# WHAT NEEDS TO BE DONE
Each line of the records below that holds "pink" should be returned.
[MATERIAL FOR THIS EXERCISE Boundary: Start]
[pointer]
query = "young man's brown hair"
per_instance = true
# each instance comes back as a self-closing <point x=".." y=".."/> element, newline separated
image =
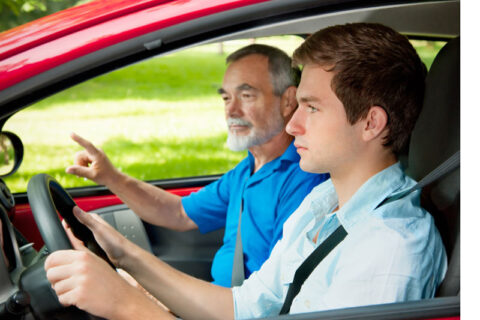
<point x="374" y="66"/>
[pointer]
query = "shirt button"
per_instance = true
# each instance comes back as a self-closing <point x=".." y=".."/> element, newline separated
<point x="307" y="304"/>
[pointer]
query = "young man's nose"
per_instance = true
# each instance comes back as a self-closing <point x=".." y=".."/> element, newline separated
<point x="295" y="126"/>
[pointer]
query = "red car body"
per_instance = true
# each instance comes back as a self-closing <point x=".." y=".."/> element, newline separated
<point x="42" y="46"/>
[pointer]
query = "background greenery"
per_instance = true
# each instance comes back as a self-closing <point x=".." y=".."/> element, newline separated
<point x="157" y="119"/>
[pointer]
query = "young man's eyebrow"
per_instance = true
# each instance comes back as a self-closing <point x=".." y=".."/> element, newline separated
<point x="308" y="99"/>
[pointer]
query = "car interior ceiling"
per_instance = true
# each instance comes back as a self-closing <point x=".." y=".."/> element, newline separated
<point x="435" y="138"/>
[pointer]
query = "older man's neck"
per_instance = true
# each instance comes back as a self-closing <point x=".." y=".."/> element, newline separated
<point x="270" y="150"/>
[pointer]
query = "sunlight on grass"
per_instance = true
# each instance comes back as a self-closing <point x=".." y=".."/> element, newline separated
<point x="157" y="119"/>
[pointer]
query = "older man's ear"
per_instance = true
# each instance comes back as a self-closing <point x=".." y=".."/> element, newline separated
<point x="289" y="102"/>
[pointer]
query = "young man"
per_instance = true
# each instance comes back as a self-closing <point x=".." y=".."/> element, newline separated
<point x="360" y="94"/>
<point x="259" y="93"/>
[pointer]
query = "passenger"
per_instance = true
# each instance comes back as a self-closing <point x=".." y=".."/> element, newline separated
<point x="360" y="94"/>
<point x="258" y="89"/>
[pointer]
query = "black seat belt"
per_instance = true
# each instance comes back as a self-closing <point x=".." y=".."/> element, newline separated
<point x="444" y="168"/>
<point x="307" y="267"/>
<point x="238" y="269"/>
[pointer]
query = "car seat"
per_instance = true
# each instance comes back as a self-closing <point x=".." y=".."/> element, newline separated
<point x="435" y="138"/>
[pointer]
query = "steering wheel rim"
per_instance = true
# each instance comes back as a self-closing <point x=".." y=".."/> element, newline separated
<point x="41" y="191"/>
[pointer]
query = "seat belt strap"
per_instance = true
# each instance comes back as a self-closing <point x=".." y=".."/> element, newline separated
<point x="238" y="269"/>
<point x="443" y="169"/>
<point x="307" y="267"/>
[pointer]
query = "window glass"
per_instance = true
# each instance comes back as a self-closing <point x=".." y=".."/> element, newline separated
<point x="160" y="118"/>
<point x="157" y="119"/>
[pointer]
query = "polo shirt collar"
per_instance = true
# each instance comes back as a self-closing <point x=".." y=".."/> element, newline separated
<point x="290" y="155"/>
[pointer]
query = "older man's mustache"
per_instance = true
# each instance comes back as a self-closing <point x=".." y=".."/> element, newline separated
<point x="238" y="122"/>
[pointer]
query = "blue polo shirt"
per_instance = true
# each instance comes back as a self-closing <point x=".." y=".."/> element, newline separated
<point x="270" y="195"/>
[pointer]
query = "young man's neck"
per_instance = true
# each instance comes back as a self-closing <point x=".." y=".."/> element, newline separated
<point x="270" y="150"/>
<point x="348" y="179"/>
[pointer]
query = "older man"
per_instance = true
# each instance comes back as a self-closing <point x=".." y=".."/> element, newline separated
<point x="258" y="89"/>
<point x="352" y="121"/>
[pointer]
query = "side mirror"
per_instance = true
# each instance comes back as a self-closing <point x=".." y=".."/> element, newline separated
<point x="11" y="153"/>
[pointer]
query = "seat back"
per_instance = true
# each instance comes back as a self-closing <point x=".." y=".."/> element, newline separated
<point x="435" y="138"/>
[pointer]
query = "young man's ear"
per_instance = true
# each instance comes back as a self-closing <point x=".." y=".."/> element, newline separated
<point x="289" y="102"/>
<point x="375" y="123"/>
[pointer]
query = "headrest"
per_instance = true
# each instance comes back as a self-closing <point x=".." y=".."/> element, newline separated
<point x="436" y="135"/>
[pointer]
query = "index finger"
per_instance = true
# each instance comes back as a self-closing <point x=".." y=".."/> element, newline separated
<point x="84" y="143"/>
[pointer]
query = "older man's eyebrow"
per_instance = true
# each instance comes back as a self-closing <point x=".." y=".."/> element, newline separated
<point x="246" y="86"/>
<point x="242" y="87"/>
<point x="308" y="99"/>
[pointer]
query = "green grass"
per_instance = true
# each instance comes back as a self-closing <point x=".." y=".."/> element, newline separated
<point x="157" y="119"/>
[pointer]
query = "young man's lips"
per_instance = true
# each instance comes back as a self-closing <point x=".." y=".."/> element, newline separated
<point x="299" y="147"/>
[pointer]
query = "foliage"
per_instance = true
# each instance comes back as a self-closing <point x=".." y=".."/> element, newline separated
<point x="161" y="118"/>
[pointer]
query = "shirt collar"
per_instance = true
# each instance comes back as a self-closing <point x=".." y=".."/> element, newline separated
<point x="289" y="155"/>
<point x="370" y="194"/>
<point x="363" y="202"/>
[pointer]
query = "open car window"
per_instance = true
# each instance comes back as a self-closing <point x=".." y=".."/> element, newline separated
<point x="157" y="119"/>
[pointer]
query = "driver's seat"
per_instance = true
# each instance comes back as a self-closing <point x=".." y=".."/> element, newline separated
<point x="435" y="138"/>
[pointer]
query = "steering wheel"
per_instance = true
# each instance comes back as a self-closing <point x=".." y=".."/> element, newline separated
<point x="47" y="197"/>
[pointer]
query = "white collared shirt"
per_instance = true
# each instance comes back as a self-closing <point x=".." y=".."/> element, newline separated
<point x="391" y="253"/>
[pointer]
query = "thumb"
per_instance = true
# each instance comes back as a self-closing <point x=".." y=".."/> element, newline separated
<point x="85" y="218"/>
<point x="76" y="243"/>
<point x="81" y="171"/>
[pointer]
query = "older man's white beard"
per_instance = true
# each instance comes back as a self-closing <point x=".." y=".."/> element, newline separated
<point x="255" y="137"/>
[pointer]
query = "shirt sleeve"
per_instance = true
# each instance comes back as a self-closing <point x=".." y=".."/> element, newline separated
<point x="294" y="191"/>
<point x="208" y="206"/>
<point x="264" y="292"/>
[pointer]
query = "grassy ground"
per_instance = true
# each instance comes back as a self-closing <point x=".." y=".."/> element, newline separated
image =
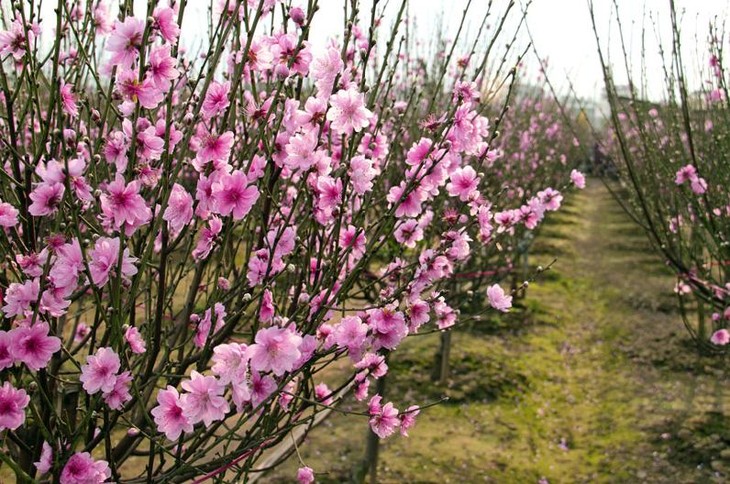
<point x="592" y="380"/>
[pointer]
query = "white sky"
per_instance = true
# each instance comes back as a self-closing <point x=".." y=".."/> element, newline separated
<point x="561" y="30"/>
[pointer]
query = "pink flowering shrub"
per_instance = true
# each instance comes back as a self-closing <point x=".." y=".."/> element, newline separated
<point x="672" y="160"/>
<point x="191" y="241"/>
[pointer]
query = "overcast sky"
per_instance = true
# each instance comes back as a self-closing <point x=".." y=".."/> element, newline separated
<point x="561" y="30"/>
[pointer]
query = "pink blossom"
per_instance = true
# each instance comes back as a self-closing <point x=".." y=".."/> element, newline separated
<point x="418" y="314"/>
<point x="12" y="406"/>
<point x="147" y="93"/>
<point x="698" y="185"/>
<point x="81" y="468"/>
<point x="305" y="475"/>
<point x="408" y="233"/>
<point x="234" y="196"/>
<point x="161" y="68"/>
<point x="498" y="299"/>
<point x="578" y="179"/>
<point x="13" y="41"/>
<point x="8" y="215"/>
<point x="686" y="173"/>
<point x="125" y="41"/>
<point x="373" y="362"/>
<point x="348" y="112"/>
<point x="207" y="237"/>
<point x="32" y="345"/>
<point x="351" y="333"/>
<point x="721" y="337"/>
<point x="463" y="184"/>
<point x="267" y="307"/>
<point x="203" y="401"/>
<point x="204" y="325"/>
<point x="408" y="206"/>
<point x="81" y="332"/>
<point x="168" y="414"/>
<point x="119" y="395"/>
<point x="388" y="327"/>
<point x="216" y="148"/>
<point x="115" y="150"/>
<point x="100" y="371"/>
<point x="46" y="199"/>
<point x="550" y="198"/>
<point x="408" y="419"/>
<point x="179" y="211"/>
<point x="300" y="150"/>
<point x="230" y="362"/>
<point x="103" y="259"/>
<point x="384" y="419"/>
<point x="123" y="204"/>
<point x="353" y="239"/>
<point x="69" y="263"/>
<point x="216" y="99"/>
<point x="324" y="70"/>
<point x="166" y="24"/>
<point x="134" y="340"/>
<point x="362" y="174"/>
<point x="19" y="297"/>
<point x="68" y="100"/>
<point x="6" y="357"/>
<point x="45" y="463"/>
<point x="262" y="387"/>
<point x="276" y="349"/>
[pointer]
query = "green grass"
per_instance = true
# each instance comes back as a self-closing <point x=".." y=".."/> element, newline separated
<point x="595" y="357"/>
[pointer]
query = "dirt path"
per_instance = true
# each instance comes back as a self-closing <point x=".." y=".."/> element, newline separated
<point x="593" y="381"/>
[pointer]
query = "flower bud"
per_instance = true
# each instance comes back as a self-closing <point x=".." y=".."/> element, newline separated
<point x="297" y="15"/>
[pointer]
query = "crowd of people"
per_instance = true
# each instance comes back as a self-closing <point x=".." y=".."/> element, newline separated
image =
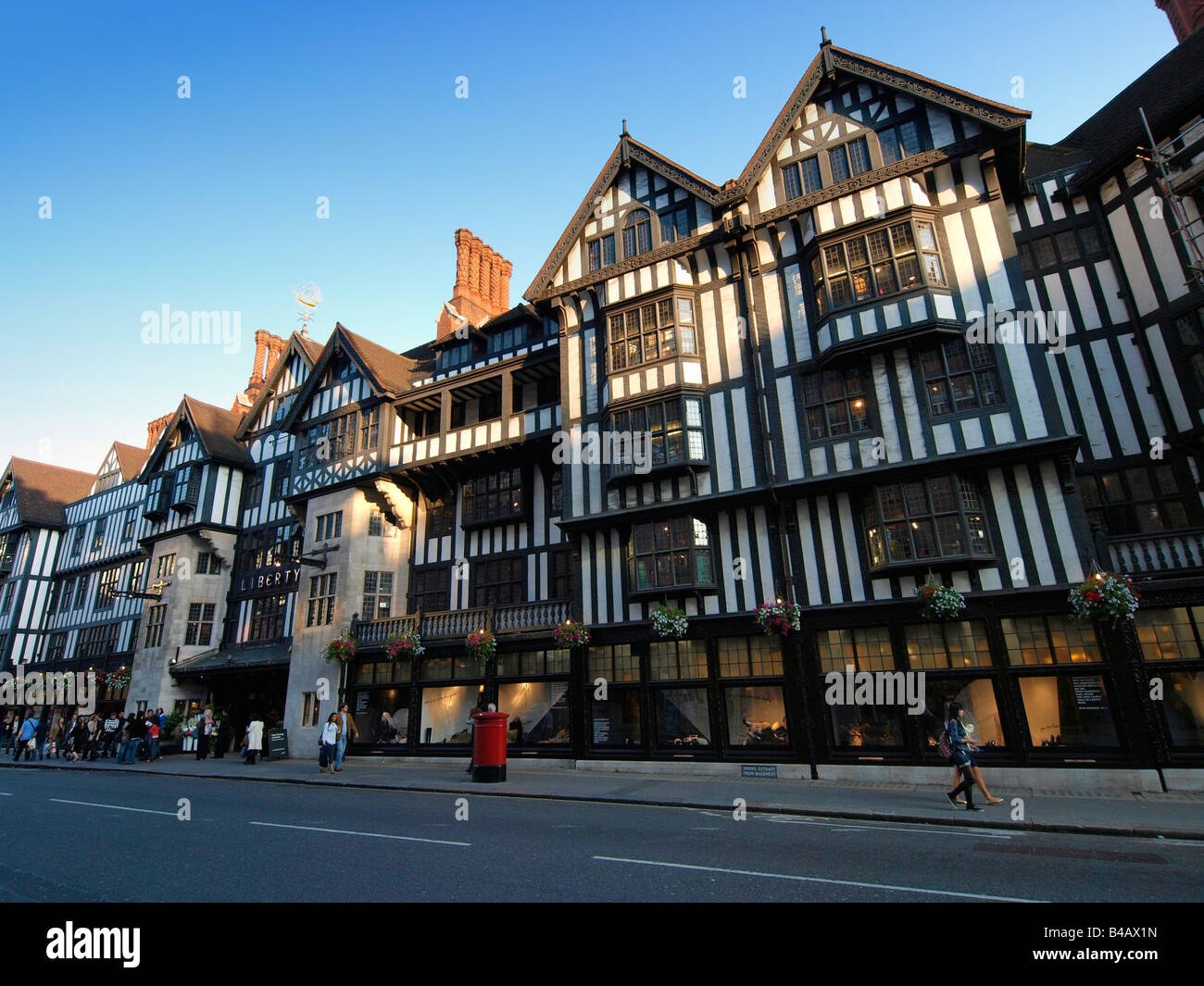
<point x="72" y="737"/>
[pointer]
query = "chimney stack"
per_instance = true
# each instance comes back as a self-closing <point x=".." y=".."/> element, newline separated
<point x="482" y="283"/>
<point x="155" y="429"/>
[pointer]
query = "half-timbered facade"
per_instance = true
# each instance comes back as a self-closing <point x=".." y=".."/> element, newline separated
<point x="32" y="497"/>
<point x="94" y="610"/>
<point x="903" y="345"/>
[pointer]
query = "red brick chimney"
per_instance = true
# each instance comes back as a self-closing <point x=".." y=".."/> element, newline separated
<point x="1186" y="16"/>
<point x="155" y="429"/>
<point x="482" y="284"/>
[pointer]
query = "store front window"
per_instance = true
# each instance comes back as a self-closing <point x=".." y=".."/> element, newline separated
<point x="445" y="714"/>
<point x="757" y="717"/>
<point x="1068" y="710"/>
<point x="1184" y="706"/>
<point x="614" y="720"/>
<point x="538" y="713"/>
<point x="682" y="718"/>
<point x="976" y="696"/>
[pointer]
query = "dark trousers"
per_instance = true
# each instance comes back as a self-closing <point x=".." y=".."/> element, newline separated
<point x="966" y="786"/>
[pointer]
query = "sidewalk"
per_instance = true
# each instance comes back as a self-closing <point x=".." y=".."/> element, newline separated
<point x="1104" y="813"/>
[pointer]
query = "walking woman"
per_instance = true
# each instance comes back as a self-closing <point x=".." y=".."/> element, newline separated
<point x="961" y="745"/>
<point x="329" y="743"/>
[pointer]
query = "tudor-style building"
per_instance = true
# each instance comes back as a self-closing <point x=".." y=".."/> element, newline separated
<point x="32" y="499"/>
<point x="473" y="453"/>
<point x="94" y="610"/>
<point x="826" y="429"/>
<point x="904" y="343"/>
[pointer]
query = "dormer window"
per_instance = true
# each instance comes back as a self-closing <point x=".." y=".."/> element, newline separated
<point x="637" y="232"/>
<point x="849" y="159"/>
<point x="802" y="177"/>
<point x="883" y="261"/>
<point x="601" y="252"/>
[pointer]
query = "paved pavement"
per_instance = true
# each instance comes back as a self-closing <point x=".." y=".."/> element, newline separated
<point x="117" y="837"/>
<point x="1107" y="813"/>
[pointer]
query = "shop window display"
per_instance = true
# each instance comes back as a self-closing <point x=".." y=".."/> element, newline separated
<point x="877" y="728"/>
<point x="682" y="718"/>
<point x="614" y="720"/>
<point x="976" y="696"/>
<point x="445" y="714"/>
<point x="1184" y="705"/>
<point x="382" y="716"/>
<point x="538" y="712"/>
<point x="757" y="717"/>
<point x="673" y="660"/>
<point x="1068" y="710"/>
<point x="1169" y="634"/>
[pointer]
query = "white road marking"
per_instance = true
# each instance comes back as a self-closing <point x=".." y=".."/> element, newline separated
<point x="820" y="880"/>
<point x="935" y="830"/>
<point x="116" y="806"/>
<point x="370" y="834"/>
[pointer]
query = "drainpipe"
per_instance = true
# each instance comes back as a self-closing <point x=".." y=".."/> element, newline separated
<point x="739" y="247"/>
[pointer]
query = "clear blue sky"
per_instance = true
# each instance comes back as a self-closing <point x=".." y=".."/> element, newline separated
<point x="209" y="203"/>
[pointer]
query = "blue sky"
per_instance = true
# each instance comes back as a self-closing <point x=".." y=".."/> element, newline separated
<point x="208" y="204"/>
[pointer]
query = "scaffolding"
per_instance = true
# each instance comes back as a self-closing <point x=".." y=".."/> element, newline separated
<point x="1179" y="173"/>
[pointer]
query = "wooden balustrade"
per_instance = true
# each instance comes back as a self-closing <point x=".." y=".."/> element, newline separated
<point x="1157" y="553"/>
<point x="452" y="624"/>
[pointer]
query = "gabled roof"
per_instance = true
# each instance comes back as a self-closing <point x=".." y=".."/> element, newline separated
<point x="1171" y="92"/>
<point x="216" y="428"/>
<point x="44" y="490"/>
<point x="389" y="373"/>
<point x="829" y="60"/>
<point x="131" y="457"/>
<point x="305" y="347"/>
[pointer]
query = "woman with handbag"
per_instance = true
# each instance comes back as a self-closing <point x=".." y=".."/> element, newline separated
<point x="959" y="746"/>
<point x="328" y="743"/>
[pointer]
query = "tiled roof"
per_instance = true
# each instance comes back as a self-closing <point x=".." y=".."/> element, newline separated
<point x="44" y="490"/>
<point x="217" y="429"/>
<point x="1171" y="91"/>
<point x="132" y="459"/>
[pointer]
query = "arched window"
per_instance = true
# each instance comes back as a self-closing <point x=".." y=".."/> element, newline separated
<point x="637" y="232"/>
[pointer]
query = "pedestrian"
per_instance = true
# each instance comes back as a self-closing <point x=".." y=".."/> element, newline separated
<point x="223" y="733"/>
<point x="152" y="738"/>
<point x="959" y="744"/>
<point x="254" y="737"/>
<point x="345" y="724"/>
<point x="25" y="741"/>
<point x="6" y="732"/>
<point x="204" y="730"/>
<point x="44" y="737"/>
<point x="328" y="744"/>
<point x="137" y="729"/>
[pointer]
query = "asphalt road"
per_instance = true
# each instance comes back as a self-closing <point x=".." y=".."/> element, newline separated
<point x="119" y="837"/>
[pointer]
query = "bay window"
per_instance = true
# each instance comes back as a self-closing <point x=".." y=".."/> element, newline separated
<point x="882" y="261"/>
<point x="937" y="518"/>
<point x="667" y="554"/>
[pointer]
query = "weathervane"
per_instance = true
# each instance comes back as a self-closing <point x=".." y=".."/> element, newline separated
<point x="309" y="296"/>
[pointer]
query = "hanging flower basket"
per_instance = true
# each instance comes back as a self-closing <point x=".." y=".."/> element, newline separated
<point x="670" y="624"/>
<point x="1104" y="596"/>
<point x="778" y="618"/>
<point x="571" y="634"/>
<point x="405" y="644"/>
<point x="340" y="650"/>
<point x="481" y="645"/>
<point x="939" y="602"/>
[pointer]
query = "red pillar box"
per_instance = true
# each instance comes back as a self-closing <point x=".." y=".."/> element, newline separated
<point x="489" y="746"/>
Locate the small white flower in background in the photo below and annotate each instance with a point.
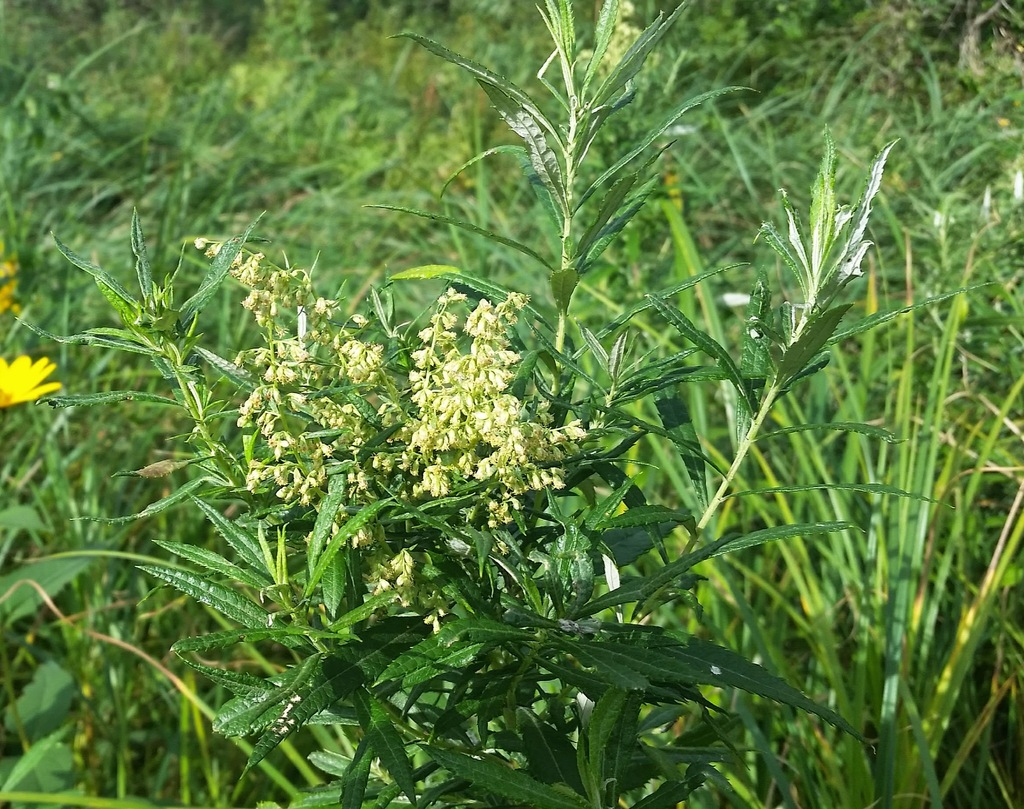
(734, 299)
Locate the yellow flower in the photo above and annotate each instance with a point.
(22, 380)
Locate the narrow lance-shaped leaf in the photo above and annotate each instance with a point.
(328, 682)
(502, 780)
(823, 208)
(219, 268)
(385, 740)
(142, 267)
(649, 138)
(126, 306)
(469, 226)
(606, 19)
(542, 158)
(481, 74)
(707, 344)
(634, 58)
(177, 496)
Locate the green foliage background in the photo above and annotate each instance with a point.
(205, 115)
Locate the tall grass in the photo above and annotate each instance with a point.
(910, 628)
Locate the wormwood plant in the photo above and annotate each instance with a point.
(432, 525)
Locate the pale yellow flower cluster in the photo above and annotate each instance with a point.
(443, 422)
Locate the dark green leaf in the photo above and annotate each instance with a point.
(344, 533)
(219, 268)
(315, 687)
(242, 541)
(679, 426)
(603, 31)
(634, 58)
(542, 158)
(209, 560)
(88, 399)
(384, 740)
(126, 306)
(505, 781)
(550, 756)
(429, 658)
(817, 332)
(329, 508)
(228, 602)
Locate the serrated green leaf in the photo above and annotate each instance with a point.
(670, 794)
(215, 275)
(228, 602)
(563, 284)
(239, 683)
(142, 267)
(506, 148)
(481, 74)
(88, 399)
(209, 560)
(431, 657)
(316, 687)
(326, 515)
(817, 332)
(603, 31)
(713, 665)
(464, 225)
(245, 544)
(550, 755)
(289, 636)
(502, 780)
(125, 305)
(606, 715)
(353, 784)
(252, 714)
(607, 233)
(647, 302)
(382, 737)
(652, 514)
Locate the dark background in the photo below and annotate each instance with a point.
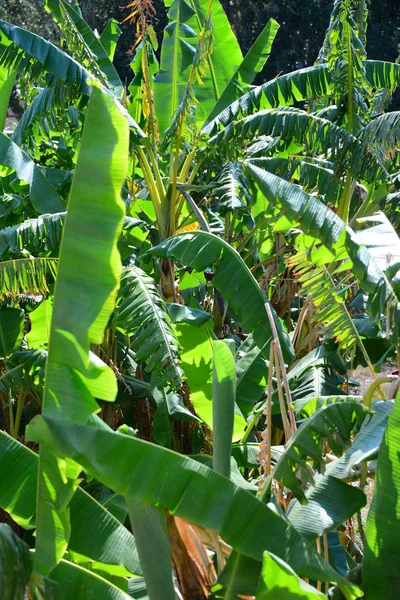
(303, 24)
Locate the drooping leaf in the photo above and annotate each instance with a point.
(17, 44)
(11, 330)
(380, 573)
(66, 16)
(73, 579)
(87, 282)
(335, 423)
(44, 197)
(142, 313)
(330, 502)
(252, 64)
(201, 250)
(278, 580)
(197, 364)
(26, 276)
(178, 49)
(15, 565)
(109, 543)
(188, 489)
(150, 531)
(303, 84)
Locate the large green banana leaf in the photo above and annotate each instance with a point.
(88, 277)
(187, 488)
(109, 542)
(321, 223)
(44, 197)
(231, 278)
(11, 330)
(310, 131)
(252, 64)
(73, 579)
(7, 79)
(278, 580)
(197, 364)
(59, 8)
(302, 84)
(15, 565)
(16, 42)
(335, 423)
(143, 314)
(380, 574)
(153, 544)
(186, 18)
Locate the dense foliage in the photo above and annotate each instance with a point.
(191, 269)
[MATERIAL FOR THIS EXERCISE Boundary: End]
# REPLY TO THE TASK
query = "pink flowering shrub"
query = "pink blossom"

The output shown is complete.